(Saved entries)
§

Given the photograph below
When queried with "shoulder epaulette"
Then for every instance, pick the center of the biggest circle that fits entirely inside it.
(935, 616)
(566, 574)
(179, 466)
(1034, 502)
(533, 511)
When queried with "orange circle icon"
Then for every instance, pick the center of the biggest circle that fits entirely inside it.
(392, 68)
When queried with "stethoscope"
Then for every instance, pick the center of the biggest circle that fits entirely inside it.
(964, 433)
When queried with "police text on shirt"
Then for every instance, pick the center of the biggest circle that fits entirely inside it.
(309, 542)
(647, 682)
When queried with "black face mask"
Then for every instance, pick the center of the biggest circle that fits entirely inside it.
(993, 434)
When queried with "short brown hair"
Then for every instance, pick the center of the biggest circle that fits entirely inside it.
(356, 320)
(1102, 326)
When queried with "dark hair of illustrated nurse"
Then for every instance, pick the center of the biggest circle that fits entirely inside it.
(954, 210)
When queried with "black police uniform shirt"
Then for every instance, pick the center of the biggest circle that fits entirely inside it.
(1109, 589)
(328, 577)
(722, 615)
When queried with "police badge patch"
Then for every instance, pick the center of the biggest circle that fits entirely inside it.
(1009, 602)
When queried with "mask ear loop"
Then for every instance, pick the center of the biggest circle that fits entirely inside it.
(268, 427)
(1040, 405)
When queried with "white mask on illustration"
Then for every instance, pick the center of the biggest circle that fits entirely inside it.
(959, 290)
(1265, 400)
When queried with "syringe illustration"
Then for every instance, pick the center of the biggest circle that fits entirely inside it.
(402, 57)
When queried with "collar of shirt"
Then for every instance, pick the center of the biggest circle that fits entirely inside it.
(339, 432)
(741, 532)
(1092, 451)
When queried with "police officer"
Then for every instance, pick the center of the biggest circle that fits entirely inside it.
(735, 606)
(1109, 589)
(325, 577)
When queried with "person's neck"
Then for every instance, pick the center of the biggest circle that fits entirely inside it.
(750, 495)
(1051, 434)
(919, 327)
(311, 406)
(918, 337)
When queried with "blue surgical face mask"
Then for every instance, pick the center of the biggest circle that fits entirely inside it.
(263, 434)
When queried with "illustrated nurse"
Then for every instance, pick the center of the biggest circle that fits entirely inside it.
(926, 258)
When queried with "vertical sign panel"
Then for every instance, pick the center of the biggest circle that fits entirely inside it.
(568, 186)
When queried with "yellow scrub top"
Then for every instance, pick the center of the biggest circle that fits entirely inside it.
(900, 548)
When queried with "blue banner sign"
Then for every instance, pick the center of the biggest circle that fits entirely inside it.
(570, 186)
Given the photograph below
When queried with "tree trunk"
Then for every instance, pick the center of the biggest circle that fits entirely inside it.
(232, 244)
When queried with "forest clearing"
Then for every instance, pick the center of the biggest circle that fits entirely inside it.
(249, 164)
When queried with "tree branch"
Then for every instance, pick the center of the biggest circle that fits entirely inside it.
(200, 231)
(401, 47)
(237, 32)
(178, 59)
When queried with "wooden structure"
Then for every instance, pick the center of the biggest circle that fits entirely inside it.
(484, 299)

§

**Required work**
Transcribe all entries exactly as they are given.

**Answer to the exercise**
Given the photograph below
When queried with "shoulder epaulette"
Then for every instance, pick the center of the biggest circle that fits entirely inside it.
(935, 616)
(566, 574)
(179, 466)
(1034, 502)
(533, 511)
When queried with "orange circle icon"
Then for every instance, pick the center of the biggest circle that fits entirely inside it.
(392, 68)
When queried with "stethoscope"
Then for every instance, pick the center of the biggest circle that fits entirely inside it.
(964, 433)
When queried with "police text on shirt"
Then for every instance, pick the center of the biggest circle that fits entirely inside it.
(309, 542)
(647, 682)
When queried with "black face mask"
Then for every instance, pick the center of the biggest circle that fits entirely inside it.
(993, 434)
When queried with "short brown hair"
Then for every instance, pick the center of the biggest circle that fits entirely inside it.
(356, 320)
(1102, 326)
When queried with "dark hair of illustrated nurse"
Then for every instance, pick the center of the biggest circle that fits entirely inside it.
(954, 210)
When queried with "black police uniform shirt"
Then for every instance, pick the center of the biggest circle that fits entirely inside it.
(1109, 589)
(328, 577)
(722, 615)
When queried with "police badge patch"
Then for every instance, pick the center of the biggest circle that fits entirely inside it.
(1009, 602)
When queried with "mask ear loop"
Then for every instance, pick the center of the biggest circle that fits entirely inside it.
(268, 427)
(1040, 405)
When queried with "white mask on illustration"
Then for every instance, pick the center of the biggest circle that fits entirely inside it.
(959, 290)
(1265, 400)
When queried with "syringe illustration"
Then for every instance, pick the center of the biggest circle that fits entirely inside it.
(402, 57)
When queried with "collar of shirt"
Then for every instance, pick the center of the biggest circle that fits entirely inside it.
(339, 432)
(741, 532)
(1092, 451)
When queried with "police officer"
Then for every instance, pick the center of the biggest circle that fits entirely inside it.
(735, 606)
(1109, 589)
(325, 577)
When queried with "person's neck"
Then for every instance, pick the center of the biggest circle that fits entirely inside it.
(750, 495)
(1051, 434)
(919, 327)
(311, 406)
(918, 337)
When queried with "blue surgical face mask"
Then for every instance, pick the center of the biggest circle that fits entirely inside it.
(263, 434)
When queried with "illustrated nurse"
Then for every instance, pick the center of the biggest circle that fits entirely inside it.
(926, 258)
When queried with "vertical sign panel"
Then for every instance, pick the center of the biggest circle that fits entirely inside it.
(568, 186)
When queried with "yellow scrub top"
Then for every instance, pick the center of the biggest circle that fits entirely inside it.
(900, 548)
When queried with "blue banner sign"
Then for every instance, pick the center of the biggest circle that fits entirely inside it.
(570, 186)
Given the photograph below
When queried with "tree trunk"
Then for every instance, pick the center of the biggest circle that fits entirely inside it.
(232, 244)
When queried with "forest clearing"
Then for every instance, pick the center of the biggest circle that fits entirely inside it.
(249, 164)
When queried with "tree branch"
Then for every instance, pick the center of the biggest circle that fits entirely inside it.
(200, 231)
(401, 47)
(237, 32)
(178, 59)
When queried with "wooden structure"
Then for every instance, pick the center of the biggest circle that fits entirely inside it.
(484, 299)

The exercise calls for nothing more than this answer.